─── Material to process ───

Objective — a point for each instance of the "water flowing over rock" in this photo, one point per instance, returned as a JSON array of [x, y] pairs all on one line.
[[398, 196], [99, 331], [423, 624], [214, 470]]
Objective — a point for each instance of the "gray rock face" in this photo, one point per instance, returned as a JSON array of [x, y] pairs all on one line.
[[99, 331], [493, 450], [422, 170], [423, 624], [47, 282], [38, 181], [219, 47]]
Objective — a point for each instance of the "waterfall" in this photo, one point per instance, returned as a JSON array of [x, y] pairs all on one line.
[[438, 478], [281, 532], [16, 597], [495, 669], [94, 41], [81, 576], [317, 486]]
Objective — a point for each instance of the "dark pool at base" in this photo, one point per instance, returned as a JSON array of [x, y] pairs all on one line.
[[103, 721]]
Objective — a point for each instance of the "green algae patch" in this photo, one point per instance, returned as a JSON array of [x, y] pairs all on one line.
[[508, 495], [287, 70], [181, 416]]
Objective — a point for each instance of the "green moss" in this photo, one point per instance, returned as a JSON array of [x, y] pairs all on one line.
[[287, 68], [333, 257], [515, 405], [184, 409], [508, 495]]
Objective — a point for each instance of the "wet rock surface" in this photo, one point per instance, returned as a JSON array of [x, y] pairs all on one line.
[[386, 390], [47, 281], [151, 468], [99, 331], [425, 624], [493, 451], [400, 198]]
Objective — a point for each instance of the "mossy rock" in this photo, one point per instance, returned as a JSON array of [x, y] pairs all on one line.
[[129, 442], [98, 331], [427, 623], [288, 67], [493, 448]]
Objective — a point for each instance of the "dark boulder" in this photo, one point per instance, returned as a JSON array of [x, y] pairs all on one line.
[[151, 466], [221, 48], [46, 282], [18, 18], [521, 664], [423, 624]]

───

- _Aim of the task_:
Put every line of the listing above into a Markdown table with the columns Row and Line, numbering the lines in Row and placing each line's text in Line. Leave out any blank lines.

- _Problem solution_:
| Row | Line |
|---|---|
| 1 | Objective — a point for each instance of the "water flowing over rock" in this photo, one point per instance, returned as a JSON array of [x, y] pairs all on one line. |
| 2 | [[398, 196], [99, 331], [423, 624], [214, 470]] |
| 3 | Objective — a point for each instance of the "gray rock face" in this photo, one point per instance, returned as a JSON array of [x, y] pairs all on one line. |
| 4 | [[99, 331], [493, 450], [422, 170], [423, 624], [47, 282], [38, 181], [219, 47]] |
| 5 | Objective — a point for each instance of the "waterfall" in this photo, one point per instance, returned as a JSON array of [x, y] pairs all on one line. |
| 6 | [[438, 478], [281, 532], [16, 597], [495, 669], [94, 41], [81, 576], [317, 486]] |
| 7 | Objective — a point for each instance of the "dark pool at base" in this photo, one point per instance, returned as a JSON array of [x, y] pairs all on one line. |
| 8 | [[103, 721]] |
| 9 | Objective — a point for each instance of the "green algae patch" in this photo, one point per instance, returned as a JSON array of [x, y] pairs all on one line. |
| 10 | [[508, 495], [287, 70], [181, 416]] |
| 11 | Objective — a point for each instance of the "green moss" in this photo, one point per instance, returned as a JSON array of [x, y] pairs all on one line. |
| 12 | [[287, 68], [333, 257], [515, 405], [184, 409], [508, 495]] |
| 13 | Objective — a point for each instance of the "wet rock surface" in this photo, one point per instance, returned as a JSON array of [x, y] pairs all on one line. |
| 14 | [[386, 390], [47, 281], [151, 468], [99, 331], [425, 624], [493, 451], [400, 198]] |
| 15 | Objective — a point for each instance of the "mossy rock" in this photo, one point per instance, returned as a JSON array of [x, y] pairs all on one line. |
| 16 | [[129, 442], [98, 331], [427, 623], [288, 67], [493, 448]] |
| 17 | Objective — a point for each instance of the "dark boulder" in this photo, one point per instance, returned as a JSON array of [x, y] pairs all on one line. |
| 18 | [[151, 466], [221, 48], [46, 282], [18, 18], [521, 664], [423, 624]] |